■ Text segment
When done, press CTRL+X, followed by Y then Enter to save the file and exit nano.

Restart the PostgreSQL process on the primary using an account with sudo privileges:

Primary Node as sudo User:

sudo systemctl restart postgresql

Ensure there are no error messages and PostgreSQL is still active:

Primary Node as sudo User:

sudo systemctl status postgresql

Press the "q" key to exit the systemctl status output.

Allow Firewall port 5432 in both the nodes:

As sudo User in both the nodes:

sudo ufw allow 5432/tcp

Ensure the primary database is accessible from the standby nodes.

Standby Node as postgres User:

psql 'host=192.168.224.128 user=repmgr dbname=repmgr connect_timeout=2'

The PostgreSQL prompt should appear, indicating the repmgr database context:

Output:

psql (16.8 (Ubuntu 16.8-0ubuntu0.24.04.1))

SSL connection (protocol: TLSv1.3, cipher: TLS_AES_256_GCM_SHA384, compression: off)

Type "help" for help.

repmgr=#

When done, type quit or exit to leave the PostgreSQL prompt, then type exit again to return to the terminal shell as your standard Linux user with sudo privileges.

8. Configure the repmgr HA cluster settings on both nodes.

■ Written problem 1
Retype the part of the PostgreSQL setup text that begins at the words "Standby Node as" and stops after the words "(16.8 (Ubuntu 16.8-0ubuntu0.24.04.1))".
■ Written problem 2
In the records, switch "Query" to "Prompt" everywhere, beginning at the line that has "Mark the snow on wall" and continuing through the end of the records. Keep everything else unchanged, give only those lines, and leave the pictures out.

■ Coordinate annotation entries
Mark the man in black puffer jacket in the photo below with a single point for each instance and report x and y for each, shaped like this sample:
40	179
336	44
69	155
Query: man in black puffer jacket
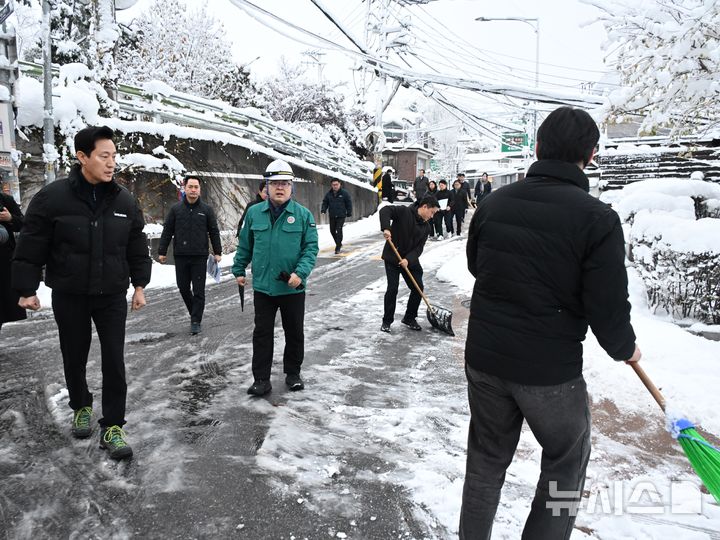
338	204
191	222
88	233
548	259
408	227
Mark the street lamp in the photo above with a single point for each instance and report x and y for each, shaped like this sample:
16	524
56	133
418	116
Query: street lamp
534	23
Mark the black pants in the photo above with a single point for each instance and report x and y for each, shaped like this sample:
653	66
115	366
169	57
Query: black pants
447	217
192	270
336	225
73	314
559	418
437	223
393	272
459	218
292	313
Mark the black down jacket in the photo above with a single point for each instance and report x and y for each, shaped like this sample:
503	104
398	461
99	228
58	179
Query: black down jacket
190	224
548	259
89	238
409	233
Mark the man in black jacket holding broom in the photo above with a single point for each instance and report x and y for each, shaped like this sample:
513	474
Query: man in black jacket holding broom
549	260
408	228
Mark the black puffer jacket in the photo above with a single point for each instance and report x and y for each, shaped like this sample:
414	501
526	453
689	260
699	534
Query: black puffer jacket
337	204
409	233
190	225
88	246
9	310
548	259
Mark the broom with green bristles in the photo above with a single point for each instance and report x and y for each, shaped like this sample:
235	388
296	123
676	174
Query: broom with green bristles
703	456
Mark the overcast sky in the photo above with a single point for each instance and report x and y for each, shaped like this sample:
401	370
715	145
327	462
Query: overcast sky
563	39
446	39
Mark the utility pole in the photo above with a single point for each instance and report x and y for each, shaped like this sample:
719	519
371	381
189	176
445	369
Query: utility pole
8	76
49	150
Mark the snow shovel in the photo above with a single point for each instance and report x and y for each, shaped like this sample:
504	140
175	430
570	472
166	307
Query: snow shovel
439	318
703	456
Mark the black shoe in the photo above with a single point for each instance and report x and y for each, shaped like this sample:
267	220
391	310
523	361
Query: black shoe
294	382
411	323
81	427
112	439
260	388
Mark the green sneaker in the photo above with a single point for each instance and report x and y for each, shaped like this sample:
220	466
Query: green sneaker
112	439
81	428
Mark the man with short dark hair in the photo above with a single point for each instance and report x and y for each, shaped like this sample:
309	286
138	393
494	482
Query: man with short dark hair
420	186
464	187
190	222
408	227
548	260
338	204
458	206
483	188
260	196
445	198
280	238
87	231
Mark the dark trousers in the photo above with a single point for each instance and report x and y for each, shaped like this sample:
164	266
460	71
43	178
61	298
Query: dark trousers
459	218
336	225
292	313
437	223
393	272
192	270
73	314
559	418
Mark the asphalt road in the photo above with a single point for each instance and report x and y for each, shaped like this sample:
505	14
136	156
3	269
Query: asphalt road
197	437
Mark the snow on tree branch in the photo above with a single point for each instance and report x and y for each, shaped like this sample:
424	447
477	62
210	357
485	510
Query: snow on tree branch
668	55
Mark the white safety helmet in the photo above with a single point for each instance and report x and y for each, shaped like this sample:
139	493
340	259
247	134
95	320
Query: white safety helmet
279	170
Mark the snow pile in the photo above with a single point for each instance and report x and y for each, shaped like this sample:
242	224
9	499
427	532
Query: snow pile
675	243
667	55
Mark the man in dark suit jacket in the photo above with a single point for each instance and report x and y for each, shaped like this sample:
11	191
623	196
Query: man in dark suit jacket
548	260
408	228
87	231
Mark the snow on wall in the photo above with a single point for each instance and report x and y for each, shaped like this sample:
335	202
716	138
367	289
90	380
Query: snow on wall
675	243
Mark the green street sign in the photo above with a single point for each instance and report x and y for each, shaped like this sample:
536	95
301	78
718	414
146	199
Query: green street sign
513	141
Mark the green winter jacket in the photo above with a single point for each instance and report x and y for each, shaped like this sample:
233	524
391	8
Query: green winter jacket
289	245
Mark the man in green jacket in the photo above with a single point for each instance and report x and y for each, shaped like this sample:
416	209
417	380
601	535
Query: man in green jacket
280	239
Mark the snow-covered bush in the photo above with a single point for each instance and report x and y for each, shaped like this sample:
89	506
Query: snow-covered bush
674	234
187	49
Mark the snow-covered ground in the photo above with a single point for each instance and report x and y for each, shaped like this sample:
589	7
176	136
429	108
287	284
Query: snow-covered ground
639	483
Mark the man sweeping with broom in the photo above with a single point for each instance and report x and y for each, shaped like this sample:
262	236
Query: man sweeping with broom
548	260
407	227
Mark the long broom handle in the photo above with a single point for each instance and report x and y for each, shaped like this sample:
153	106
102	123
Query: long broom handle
407	271
649	384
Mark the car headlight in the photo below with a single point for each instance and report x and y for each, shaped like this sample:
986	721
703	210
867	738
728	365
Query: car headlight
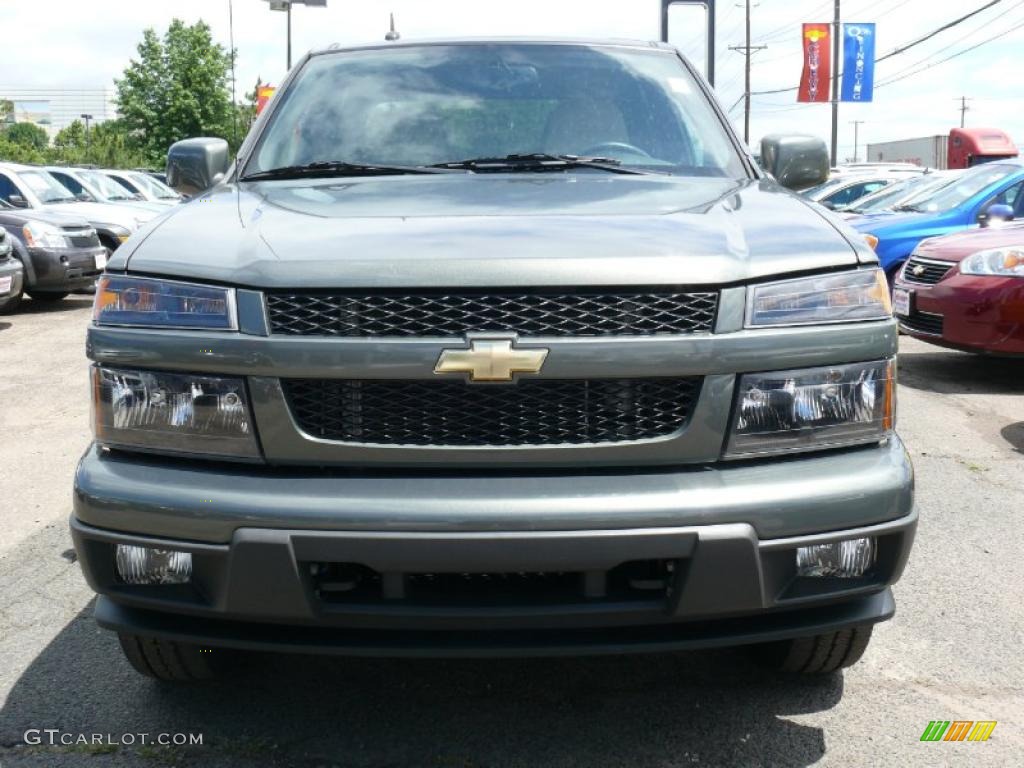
162	303
815	408
172	413
1000	262
841	297
39	235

■ Exercise solution 1
Standby Node as postgres User:

psql 'host=192.168.224.128 user=repmgr dbname=repmgr connect_timeout=2'

The PostgreSQL prompt should appear, indicating the repmgr database context:

Output:

psql (16.8 (Ubuntu 16.8-0ubuntu0.24.04.1))

■ Exercise solution 2
Mark the snow on wall in the photo above with a single point for each instance and report x and y for each, shaped like this sample:
335	202
716	138
367	289
90	380
Prompt: snow on wall
675	243
Mark the green street sign in the photo above with a single point for each instance and report x and y for each, shaped like this sample:
536	95
301	78
718	414
146	199
Prompt: green street sign
513	141
Mark the green winter jacket in the photo above with a single point for each instance and report x and y for each, shaped like this sample:
233	524
391	8
Prompt: green winter jacket
289	245
Mark the man in green jacket in the photo above with a single point for each instance and report x and y for each, shaped like this sample:
416	209
417	380
601	535
Prompt: man in green jacket
280	239
Mark the snow-covered bush in the photo above with a single point for each instance and report x and y for each, shaped like this sample:
89	506
Prompt: snow-covered bush
674	234
187	49
Mark the snow-covered ground in the photo above with a single point for each instance and report x and y for each, shaped like this sample:
589	7
176	136
429	108
287	284
Prompt: snow-covered ground
639	483
Mark the man sweeping with broom in the photo above with a single point for each instance and report x and y for each, shaped like this sample:
262	236
Prompt: man sweeping with broom
548	260
407	227
Mark the long broom handle in the photo above with a single point for each instance and report x and y for each, shaped like this sample:
153	106
102	123
Prompt: long broom handle
407	271
649	384
Mark the car headlight in the photo below with a single point for each instance and report x and y for each, shaped like this sample:
986	721
703	210
867	738
728	365
Prompt: car headlight
162	303
815	408
172	413
1000	262
841	297
39	235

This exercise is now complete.